Tasks to complete |
1. Transcribe the stretch of the Northern Europe machinery tour article from "After traditional hospitality" through "famous plough factory.".
2. List every person named in the Northern Europe machinery tour article.

Extract provided |
════════════════════
NZ farmers get a look at the best of Europe

1 Aug 2019
NZ farmers get a look at the best of Europe

POWER FARMING'S biennial farm machinery tour of Northern Europe recently took in the latest technology in cultivation, seeding and grassland machinery.

Group members saw the latest gear distributed by Power Farming and how contractors use it in the regions they visited.

Sales staff from Power Farming took the 82-strong group -­farmers and contractors -- first to Deutz-Fahr country at Lauingen, southern Germany. Here in Europe's most modern trac­tor plant, where SDF builds the series 6, 7 and 9 higher-power models, the tourists saw tractors being made then tried them on a test track.

Day two saw the group head north, stopping to visit Frank Scholz's contracting business near Frankfurt. Scholz explained the challenges of contracting during short seasons and farmland being swallowed up by industrial devel­opment on the outskirts of the city.

Heading north to Kvemeland's Soest seed drill factory, the visitors saw the latest developments including the high speed SX pre­cision planter, the 4ffi U-drill and the DG 12m seed drill that should be a great fit on large Canterbury paddocks.

After traditional hospitality at a farm owned by the president of KV Export, Martin Nordhaus, the group headed west to visit the DSV Seed research station. They got an overview of the area from Kai Tegels, of Canterbury, who originally came from Germany and whose father helped set up the research farm.

In Amsterdam, they visited Kverneland's Nieuw Vennep factory, seeing the latest technol­ogy at the home of ISOBUS and experiencing the new range of T series sprayers and high-speed, geo spread fertiliser spreaders.

The next stop was Stavanger, Norway, where the visitors saw the famous plough factory.
════════════════════
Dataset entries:
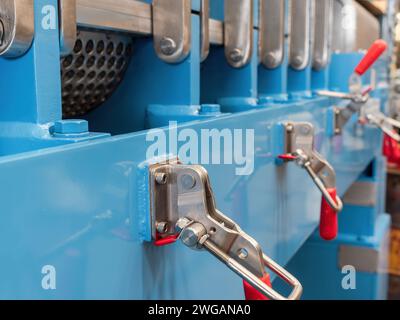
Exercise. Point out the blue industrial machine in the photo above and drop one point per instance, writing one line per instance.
(128, 125)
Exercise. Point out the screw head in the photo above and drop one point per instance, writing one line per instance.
(236, 55)
(167, 46)
(162, 227)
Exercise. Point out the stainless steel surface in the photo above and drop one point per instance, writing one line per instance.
(171, 29)
(301, 14)
(17, 21)
(238, 32)
(322, 33)
(122, 15)
(129, 16)
(272, 32)
(300, 145)
(187, 201)
(361, 193)
(363, 259)
(354, 27)
(205, 29)
(68, 28)
(93, 70)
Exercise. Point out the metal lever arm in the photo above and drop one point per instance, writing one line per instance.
(182, 199)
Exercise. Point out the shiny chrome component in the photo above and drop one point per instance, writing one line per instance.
(300, 33)
(300, 145)
(132, 17)
(93, 70)
(191, 208)
(17, 24)
(322, 33)
(123, 16)
(238, 32)
(205, 29)
(354, 27)
(68, 28)
(272, 32)
(171, 29)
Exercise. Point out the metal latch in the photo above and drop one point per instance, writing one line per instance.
(299, 147)
(183, 207)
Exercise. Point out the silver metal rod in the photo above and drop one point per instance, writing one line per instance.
(255, 281)
(128, 16)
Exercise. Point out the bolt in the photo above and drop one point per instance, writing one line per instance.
(192, 234)
(188, 181)
(297, 61)
(1, 32)
(71, 127)
(167, 46)
(161, 178)
(236, 55)
(305, 130)
(182, 224)
(208, 109)
(162, 227)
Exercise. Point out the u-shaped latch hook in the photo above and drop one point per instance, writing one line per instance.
(299, 147)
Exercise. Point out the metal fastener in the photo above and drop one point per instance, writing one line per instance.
(1, 32)
(167, 46)
(236, 55)
(161, 178)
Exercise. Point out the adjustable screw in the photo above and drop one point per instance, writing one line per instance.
(162, 227)
(167, 46)
(161, 178)
(236, 55)
(188, 182)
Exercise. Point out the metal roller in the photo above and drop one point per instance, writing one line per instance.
(94, 69)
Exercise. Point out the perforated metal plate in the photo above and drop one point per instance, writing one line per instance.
(93, 71)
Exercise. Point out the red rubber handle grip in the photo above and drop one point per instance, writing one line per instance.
(252, 294)
(328, 228)
(372, 55)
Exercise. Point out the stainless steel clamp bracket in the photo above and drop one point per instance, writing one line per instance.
(299, 147)
(183, 207)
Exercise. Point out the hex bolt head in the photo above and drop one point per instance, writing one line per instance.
(161, 178)
(188, 181)
(167, 46)
(236, 55)
(297, 61)
(192, 234)
(1, 32)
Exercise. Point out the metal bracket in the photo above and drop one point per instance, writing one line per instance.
(68, 27)
(299, 142)
(171, 29)
(238, 31)
(272, 32)
(182, 204)
(17, 22)
(300, 33)
(322, 33)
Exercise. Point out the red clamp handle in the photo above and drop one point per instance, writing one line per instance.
(372, 55)
(328, 228)
(252, 294)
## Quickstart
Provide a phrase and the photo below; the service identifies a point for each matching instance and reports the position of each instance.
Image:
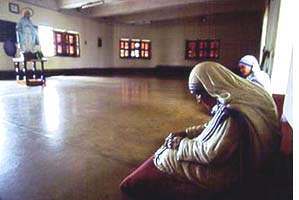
════════════════════
Exercise answers |
1.
After traditional hospitality at a farm owned by the president of KV Export, Martin Nordhaus, the group headed west to visit the DSV Seed research station. They got an overview of the area from Kai Tegels, of Canterbury, who originally came from Germany and whose father helped set up the research farm.

In Amsterdam, they visited Kverneland's Nieuw Vennep factory, seeing the latest technol­ogy at the home of ISOBUS and experiencing the new range of T series sprayers and high-speed, geo spread fertiliser spreaders.

The next stop was Stavanger, Norway, where the visitors saw the famous plough factory.

2.
Frank Scholz
Martin Nordhaus
Kai Tegels